## Start

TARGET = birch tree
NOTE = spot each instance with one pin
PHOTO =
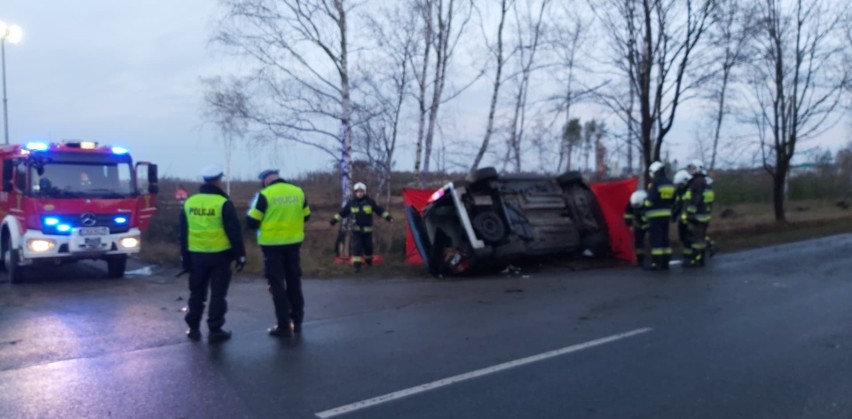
(530, 28)
(796, 81)
(654, 44)
(300, 89)
(497, 51)
(731, 32)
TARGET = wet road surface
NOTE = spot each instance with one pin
(764, 333)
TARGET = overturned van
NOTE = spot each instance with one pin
(487, 221)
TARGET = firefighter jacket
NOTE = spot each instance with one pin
(661, 195)
(279, 213)
(635, 217)
(362, 209)
(209, 224)
(698, 200)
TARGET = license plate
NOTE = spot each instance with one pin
(94, 231)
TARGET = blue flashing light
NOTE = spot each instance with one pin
(33, 146)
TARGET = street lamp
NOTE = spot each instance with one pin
(13, 34)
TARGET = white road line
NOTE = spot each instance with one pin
(337, 411)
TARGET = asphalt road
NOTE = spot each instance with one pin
(759, 334)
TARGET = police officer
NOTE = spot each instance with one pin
(362, 207)
(684, 233)
(658, 211)
(698, 200)
(278, 213)
(634, 216)
(210, 239)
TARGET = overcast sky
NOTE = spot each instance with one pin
(129, 73)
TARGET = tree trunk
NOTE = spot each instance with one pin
(489, 128)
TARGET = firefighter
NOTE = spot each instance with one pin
(698, 201)
(279, 213)
(683, 232)
(634, 216)
(658, 210)
(710, 197)
(210, 239)
(362, 207)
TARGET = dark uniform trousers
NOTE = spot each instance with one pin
(661, 250)
(698, 232)
(639, 233)
(211, 270)
(362, 245)
(686, 235)
(284, 274)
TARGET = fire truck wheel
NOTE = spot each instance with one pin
(116, 266)
(14, 268)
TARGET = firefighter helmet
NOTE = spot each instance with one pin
(637, 199)
(681, 177)
(696, 165)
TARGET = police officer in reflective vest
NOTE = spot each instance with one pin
(658, 211)
(684, 233)
(634, 216)
(210, 238)
(362, 207)
(278, 213)
(698, 200)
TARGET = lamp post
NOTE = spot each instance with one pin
(13, 34)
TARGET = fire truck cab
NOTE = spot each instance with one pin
(70, 201)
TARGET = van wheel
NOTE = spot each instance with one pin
(489, 225)
(116, 266)
(12, 259)
(569, 177)
(483, 175)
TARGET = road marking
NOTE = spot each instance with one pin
(337, 411)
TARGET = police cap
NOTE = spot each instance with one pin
(266, 173)
(212, 173)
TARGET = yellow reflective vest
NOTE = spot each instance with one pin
(204, 222)
(283, 220)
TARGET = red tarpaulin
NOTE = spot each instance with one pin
(612, 198)
(417, 198)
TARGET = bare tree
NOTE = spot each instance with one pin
(226, 105)
(530, 28)
(565, 42)
(732, 29)
(302, 80)
(394, 31)
(796, 81)
(443, 27)
(572, 135)
(655, 44)
(498, 81)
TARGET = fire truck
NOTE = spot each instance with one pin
(70, 201)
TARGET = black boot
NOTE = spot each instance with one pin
(218, 335)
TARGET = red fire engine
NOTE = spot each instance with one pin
(70, 201)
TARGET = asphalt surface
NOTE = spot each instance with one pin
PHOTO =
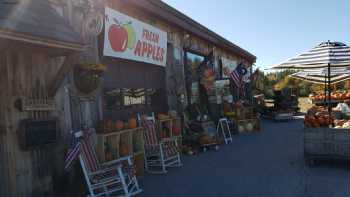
(270, 164)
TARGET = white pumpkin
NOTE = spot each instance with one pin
(346, 125)
(240, 129)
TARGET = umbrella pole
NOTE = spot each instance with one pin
(329, 92)
(325, 90)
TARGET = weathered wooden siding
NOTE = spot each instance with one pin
(25, 73)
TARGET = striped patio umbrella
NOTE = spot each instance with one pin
(333, 54)
(325, 55)
(321, 75)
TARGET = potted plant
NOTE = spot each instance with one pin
(87, 76)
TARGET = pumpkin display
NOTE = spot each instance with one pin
(240, 128)
(123, 150)
(119, 125)
(108, 156)
(337, 96)
(126, 125)
(176, 131)
(162, 116)
(227, 107)
(249, 126)
(132, 123)
(108, 126)
(204, 140)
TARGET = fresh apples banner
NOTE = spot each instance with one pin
(128, 38)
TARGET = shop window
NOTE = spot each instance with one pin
(120, 98)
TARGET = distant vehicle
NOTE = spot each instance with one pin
(284, 105)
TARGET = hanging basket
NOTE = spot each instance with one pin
(87, 77)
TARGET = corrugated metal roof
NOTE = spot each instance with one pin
(36, 18)
(176, 17)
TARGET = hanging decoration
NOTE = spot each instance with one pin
(87, 76)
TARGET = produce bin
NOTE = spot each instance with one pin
(326, 143)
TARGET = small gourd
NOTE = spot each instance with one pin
(119, 125)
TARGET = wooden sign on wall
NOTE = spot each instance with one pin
(36, 133)
(38, 104)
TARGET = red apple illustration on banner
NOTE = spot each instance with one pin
(121, 36)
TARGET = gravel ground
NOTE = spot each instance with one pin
(269, 164)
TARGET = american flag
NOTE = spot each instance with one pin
(72, 154)
(236, 77)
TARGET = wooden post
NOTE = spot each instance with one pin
(68, 64)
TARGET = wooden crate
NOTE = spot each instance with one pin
(327, 143)
(243, 124)
(169, 124)
(244, 113)
(139, 163)
(131, 138)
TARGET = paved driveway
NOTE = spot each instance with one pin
(255, 165)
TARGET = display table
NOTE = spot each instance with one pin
(167, 127)
(128, 142)
(245, 120)
(326, 143)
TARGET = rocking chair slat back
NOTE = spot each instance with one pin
(89, 157)
(150, 133)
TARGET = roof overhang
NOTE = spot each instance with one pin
(173, 16)
(40, 41)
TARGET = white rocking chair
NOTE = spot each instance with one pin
(159, 154)
(225, 130)
(114, 178)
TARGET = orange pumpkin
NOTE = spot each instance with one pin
(343, 96)
(132, 123)
(123, 150)
(119, 125)
(176, 131)
(108, 126)
(126, 125)
(108, 156)
(321, 121)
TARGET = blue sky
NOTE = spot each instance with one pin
(273, 30)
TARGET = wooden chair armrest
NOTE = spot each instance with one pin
(104, 170)
(116, 161)
(170, 139)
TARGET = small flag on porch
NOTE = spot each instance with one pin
(236, 77)
(72, 154)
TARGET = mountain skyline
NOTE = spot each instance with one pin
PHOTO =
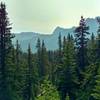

## End

**PROBLEM TO SOLVE**. Reproduce the data beginning with the line that contains "TARGET = paved driveway" and continuing through the end of the data, changing every instance of "spot" to "mark" and leaving all else unchanged. Omit the pictures from your answer.

**ANSWER IN FULL**.
TARGET = paved driveway
NOTE = mark each instance with one pin
(255, 165)
TARGET = display table
NOTE = mark each instance with one pin
(167, 127)
(128, 142)
(245, 120)
(326, 143)
TARGET = rocking chair slat back
NOTE = mark each instance with one pin
(89, 157)
(150, 133)
TARGET = roof overhang
NOTE = mark each instance with one pin
(173, 16)
(40, 41)
TARGET = white rocking chair
NOTE = mark each instance with one pin
(159, 154)
(225, 130)
(114, 178)
TARGET = orange pumpkin
NOTE = mark each instance with one pin
(343, 96)
(132, 123)
(123, 150)
(119, 125)
(176, 131)
(108, 126)
(126, 125)
(108, 156)
(321, 121)
TARGET = blue sky
NOTE = mark each instance with one pin
(273, 30)
TARGET = wooden chair armrest
NOTE = mark each instance with one pin
(104, 170)
(116, 161)
(170, 139)
TARGET = small flag on porch
NOTE = mark each instance with one pin
(236, 77)
(72, 154)
TARGET = mountain skyline
NOTE = mark each instance with one pin
PHOTO =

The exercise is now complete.